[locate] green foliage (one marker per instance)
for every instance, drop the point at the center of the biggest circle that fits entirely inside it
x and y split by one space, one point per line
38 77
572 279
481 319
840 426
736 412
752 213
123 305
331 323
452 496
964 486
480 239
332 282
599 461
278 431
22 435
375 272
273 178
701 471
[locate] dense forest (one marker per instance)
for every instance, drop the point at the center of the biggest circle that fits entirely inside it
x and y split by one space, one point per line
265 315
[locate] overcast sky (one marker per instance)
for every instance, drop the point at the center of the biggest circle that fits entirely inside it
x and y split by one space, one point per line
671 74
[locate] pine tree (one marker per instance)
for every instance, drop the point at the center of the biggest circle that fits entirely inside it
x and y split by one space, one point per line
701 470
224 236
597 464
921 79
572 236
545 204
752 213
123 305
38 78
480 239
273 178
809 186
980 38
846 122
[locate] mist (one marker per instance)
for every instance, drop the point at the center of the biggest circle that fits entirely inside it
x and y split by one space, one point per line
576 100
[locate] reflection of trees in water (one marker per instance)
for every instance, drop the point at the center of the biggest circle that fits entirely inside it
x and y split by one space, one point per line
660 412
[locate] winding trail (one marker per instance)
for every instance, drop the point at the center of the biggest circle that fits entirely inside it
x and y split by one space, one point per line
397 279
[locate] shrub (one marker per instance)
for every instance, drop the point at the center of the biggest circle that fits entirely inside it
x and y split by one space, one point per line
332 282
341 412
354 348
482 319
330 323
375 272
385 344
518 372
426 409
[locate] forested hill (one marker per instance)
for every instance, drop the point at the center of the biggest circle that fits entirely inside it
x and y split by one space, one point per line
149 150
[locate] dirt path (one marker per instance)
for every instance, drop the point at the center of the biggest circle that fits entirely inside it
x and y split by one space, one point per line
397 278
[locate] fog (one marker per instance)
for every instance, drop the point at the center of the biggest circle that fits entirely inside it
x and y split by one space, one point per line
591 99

### Required action
Answer with a number alone. It should equal the count of lines in the entries that hold "marker".

### Problem solution
11